#### Task requirements:
Your answer should hold exactly the lines from the one with "For every instance" through the final line of the data below, reproduced as written.
(Beginning of Extracted material)
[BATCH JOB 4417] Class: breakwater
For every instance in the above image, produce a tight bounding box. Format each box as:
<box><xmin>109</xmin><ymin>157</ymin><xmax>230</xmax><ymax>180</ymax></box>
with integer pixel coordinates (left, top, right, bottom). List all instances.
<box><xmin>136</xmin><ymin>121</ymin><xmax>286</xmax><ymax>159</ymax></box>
(End of Extracted material)
#### Answer area:
For every instance in the above image, produce a tight bounding box. Format each box as:
<box><xmin>109</xmin><ymin>157</ymin><xmax>230</xmax><ymax>180</ymax></box>
with integer pixel coordinates (left, top, right, bottom). List all instances.
<box><xmin>136</xmin><ymin>121</ymin><xmax>286</xmax><ymax>159</ymax></box>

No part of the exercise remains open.